_SELECTED TEXT_.
In the realm of computer vision, especially in applications like face recognition and large-scale image retrieval, the challenge of efficiently and accurately retrieving images is important. Existing symmetric retrieval methods, where a single model is used for both gallery and query images, face a crucial trade-off between computational resources and retrieval accuracy.

  • Symmetric Retrieval Limitations: In symmetric retrieval, larger models yield higher accuracy but are not feasible for user-side devices due to their computational and memory demands. Conversely, lightweight models, while more practical, suffer from lower accuracy due to their inferior representation capabilities.

  • Asymmetric Retrieval Approach: To address these limitations, an asymmetric retrieval setting is proposed. It involves using a high-capacity model for indexing the gallery offline and a lightweight model for processing query images. However, this raises the cross model compatibility (CMC) problem, where independently trained models result in incompatible embedding spaces.

  • Previous Solutions and Their Limitations: Prior solutions relied on knowlege distillation methods to align the query model’s embedding space with that of the gallery model. While this showed accuracy improvements, it was inherently limited by the gallery model’s performance and presented challenges in creating model ensembles.

  • Novel Approach: They introduce a new method that uses embedding space transformations, allowing multiple gallery model embeddings to be transformed into the query model’s space. This approach is not constrained by the gallery model’s accuracy and facilitates the use of diverse, independently trained models in an ensemble, overcoming the limitations of knowledge distillation.

  • Additional Contributions: Beyond improving asymmetric retrieval accuracy, the approach includes an uncertainty-based method for gallery image rejection. By exploiting the diversity in transformed embeddings, they estimate the embedding’s uncertainty, enhancing overall accuracy. For instance, rejecting 10% of the gallery embeddings can result in a 17.4% reduction in face recognition error​​.


Method

  1. Cross Model Compatibility (CMC):
    • The core idea is to create compatibility between the embedding spaces of the gallery and the query models.
    • A gallery model \(\phi_g\) maps each image to the gallery embedding space.
    • This compatibility ensures that the embedding spaces of the gallery and query models can effectively interact with each other​​.
  2. Embedding Transformation:
    • The method does not rely on knowledge distillation but uses embedding transformation models (\(T_g\) and \(T_q\)) to align the embedding spaces.
    • The training scheme involves transforming corresponding embeddings from the gallery and query models to a unified embedding space.
    • Three types of loss terms (similarity, KL-divergence, and dual-classification loss) are applied during training to enforce compatibility and discriminative power of the embedding spaces​​.
    • A novel model-to-model transformation approach is introduced, where only the gallery’s embedding space is transformed to the query’s. This allows multiple transformations from different gallery model spaces to the same query embedding space, while preserving computational efficiency on the user side​​.
  3. Cross Model Compatible Ensembles:
    • The method leverages multiple gallery models and their corresponding transformation models.

_DATA LINES_.

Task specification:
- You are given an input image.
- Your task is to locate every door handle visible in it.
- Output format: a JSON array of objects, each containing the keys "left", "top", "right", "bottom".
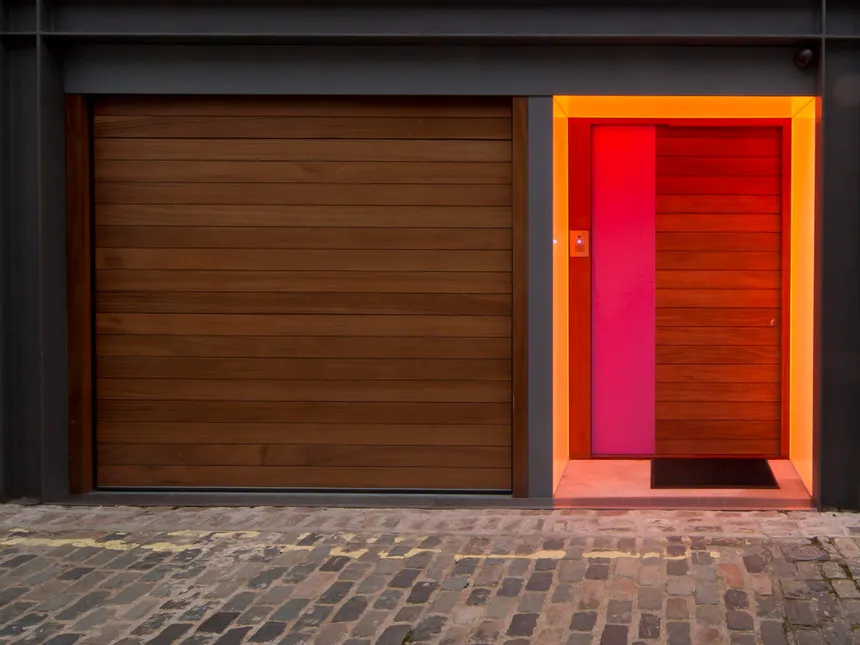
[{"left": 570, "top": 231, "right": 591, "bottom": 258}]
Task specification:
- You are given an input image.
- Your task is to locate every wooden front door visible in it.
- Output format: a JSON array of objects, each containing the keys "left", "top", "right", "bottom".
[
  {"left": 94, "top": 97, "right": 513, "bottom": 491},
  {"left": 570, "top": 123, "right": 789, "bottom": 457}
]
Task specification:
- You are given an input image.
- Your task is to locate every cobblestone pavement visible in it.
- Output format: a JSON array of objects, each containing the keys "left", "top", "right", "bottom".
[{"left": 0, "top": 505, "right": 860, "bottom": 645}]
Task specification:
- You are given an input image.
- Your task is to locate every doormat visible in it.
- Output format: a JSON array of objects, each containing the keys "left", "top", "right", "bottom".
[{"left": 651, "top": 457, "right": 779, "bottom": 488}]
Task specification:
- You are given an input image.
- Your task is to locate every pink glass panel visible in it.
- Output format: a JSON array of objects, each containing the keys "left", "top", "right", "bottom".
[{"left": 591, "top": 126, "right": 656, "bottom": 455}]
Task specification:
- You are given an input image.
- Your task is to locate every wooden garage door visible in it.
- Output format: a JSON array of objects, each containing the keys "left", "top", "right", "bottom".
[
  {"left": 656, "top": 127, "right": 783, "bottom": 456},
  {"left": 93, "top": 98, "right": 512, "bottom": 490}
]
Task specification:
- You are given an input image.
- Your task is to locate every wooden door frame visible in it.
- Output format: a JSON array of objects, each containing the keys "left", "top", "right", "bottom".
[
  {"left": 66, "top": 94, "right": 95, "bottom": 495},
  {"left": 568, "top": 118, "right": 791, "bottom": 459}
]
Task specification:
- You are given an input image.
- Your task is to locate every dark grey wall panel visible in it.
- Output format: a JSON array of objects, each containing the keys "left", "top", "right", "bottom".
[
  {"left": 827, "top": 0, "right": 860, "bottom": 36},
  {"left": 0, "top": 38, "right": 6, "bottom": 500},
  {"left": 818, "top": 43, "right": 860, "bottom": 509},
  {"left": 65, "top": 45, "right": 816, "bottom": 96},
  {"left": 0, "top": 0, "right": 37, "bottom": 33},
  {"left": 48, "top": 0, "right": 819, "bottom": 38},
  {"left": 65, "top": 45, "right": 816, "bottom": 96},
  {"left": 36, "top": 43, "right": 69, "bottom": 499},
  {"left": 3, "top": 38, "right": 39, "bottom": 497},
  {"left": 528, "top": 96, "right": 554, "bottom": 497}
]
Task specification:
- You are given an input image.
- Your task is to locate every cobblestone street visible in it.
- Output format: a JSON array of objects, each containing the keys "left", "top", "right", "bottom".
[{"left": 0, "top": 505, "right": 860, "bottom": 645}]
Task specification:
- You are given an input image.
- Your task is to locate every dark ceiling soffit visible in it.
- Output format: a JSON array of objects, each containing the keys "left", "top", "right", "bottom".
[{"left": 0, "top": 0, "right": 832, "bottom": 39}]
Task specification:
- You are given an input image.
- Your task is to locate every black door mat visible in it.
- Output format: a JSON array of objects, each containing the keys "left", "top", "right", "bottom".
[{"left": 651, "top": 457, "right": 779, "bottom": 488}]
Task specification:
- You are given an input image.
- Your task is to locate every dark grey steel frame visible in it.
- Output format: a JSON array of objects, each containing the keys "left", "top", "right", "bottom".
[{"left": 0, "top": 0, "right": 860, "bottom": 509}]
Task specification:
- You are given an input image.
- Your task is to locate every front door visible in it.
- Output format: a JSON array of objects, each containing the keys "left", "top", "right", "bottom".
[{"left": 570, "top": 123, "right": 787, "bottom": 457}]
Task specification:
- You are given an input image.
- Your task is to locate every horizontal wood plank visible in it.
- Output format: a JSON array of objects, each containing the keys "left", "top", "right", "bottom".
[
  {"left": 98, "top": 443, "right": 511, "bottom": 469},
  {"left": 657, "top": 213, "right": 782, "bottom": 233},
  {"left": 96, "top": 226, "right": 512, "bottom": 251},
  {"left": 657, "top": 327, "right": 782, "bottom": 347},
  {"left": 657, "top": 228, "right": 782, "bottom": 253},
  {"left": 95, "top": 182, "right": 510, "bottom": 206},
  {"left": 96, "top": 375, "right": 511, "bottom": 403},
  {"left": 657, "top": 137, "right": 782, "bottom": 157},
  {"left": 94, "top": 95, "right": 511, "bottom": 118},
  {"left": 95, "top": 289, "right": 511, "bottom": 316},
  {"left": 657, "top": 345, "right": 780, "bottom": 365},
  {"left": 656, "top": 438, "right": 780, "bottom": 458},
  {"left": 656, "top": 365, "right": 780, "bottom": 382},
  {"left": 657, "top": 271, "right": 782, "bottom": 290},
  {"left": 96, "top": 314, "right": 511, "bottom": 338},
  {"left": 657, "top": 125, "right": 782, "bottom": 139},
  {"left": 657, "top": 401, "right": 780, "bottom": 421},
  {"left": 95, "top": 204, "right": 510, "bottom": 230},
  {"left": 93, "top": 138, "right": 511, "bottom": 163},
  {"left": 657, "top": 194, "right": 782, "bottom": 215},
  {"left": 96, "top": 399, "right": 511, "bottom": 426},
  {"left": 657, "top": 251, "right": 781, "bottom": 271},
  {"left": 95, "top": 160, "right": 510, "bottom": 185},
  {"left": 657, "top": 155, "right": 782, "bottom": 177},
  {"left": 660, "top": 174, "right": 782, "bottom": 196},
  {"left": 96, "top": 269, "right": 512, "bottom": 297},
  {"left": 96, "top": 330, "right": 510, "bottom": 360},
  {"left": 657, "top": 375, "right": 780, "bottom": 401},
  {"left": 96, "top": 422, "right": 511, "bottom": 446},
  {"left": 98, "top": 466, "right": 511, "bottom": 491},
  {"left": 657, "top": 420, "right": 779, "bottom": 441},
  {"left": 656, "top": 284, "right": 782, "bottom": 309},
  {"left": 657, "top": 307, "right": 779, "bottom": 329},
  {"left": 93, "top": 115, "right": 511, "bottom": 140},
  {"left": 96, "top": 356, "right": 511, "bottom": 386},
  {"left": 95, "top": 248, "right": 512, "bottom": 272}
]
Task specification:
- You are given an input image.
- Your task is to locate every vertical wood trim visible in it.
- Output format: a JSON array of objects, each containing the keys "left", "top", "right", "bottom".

_PROBLEM DETAILS_.
List the types of loss terms that the asymmetric image retrieval text says are applied during training.

_SOLUTION FOR THIS TASK_.
Similarity, KL-divergence, and dual-classification loss